Present all of the rows below as a numbered list, skipping any blank lines and leaving out any pictures.

________________________________________

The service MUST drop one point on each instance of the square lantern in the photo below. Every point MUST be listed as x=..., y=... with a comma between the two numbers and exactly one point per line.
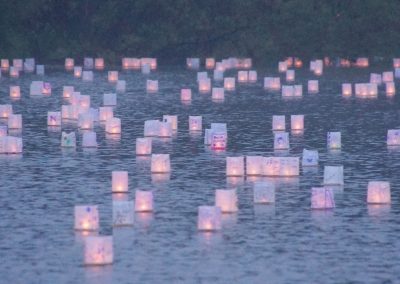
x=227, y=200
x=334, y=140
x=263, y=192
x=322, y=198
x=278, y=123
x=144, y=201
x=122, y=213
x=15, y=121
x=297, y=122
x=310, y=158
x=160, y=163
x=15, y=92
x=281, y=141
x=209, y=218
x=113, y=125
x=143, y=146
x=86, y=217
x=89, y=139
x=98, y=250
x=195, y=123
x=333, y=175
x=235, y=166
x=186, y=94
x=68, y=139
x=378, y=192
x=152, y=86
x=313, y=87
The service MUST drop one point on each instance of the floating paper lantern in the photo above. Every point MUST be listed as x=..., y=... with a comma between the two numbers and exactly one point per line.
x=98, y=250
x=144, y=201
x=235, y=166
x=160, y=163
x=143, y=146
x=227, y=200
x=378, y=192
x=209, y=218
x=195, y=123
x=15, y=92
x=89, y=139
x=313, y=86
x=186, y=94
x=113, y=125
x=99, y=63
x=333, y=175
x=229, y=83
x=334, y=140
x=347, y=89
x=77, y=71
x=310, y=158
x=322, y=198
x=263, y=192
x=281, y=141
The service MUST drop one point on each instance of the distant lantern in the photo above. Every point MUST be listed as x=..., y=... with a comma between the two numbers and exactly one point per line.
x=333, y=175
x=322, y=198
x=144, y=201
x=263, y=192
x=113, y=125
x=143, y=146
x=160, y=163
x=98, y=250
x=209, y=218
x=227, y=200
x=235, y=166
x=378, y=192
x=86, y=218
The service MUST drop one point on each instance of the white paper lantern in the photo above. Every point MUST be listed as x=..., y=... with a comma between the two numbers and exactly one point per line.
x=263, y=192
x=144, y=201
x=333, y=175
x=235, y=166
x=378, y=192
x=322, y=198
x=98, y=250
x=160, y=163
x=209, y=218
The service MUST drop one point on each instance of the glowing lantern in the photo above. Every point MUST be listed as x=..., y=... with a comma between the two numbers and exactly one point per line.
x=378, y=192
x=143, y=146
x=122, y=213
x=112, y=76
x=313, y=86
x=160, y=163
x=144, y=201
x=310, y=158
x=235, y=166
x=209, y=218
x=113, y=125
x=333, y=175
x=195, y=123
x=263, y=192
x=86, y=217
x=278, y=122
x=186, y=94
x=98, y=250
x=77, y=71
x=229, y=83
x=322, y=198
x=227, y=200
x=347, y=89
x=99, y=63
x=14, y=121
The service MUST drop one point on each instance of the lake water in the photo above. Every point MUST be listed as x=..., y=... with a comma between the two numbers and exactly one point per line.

________________________________________

▶ Expected output:
1. The service MUST drop one point on each instance of the square lantern in the photo below. Every point MUST be listed as x=..., y=... with a comma between the two numbers and exactly one point per line.
2. x=227, y=200
3. x=334, y=140
4. x=263, y=192
5. x=322, y=198
6. x=278, y=123
7. x=144, y=201
8. x=122, y=213
9. x=15, y=121
10. x=297, y=122
11. x=310, y=158
12. x=160, y=163
13. x=15, y=92
14. x=281, y=141
15. x=209, y=218
16. x=113, y=125
17. x=143, y=146
18. x=86, y=217
19. x=89, y=139
20. x=98, y=250
21. x=195, y=123
22. x=333, y=175
23. x=235, y=166
24. x=186, y=94
25. x=68, y=139
26. x=378, y=192
27. x=152, y=86
28. x=313, y=87
29. The service MUST drop one point on each instance of the floating paper lantern in the photo above. Every point MUST be listed as x=..., y=... with a comma between the two numbers and exactly one point per line.
30. x=98, y=250
31. x=144, y=201
32. x=235, y=166
33. x=160, y=163
34. x=143, y=146
35. x=227, y=200
36. x=378, y=192
37. x=209, y=218
38. x=195, y=123
39. x=15, y=92
40. x=89, y=139
41. x=313, y=86
42. x=186, y=94
43. x=113, y=125
44. x=99, y=63
45. x=333, y=175
46. x=229, y=83
47. x=334, y=140
48. x=347, y=89
49. x=77, y=71
50. x=310, y=158
51. x=322, y=198
52. x=263, y=192
53. x=281, y=141
54. The service MUST drop one point on each instance of the distant lantern in the photo above. Every point MUST be listed as x=..., y=... with a comma between the two numbers and exactly one point per line.
55. x=333, y=175
56. x=322, y=198
57. x=144, y=201
58. x=263, y=192
59. x=113, y=125
60. x=143, y=146
61. x=160, y=163
62. x=98, y=250
63. x=209, y=218
64. x=227, y=200
65. x=235, y=166
66. x=378, y=192
67. x=86, y=218
68. The service MUST drop one point on each instance of the white paper lantern in the photo above. Every point MUST be listed as x=..., y=... with a comma between the two numbers and exactly one point per line.
69. x=263, y=192
70. x=144, y=201
71. x=333, y=175
72. x=235, y=166
73. x=378, y=192
74. x=322, y=198
75. x=98, y=250
76. x=160, y=163
77. x=209, y=218
78. The service MUST drop one point on each instance of the glowing lantern in the photo above. Every point MUST be listed as x=..., y=... with a comma between the two numbers and exactly one point per line.
79. x=378, y=192
80. x=143, y=146
81. x=122, y=213
82. x=112, y=76
83. x=313, y=86
84. x=160, y=163
85. x=144, y=201
86. x=310, y=158
87. x=235, y=166
88. x=209, y=218
89. x=113, y=125
90. x=333, y=175
91. x=195, y=123
92. x=263, y=192
93. x=86, y=217
94. x=278, y=122
95. x=186, y=94
96. x=98, y=250
97. x=77, y=71
98. x=229, y=83
99. x=322, y=198
100. x=227, y=200
101. x=347, y=89
102. x=99, y=63
103. x=14, y=121
104. The service MUST drop one point on each instance of the lake water in the photo above. Every point MUST be listed as x=..., y=... with a comma between the two numbers and exactly one point per line.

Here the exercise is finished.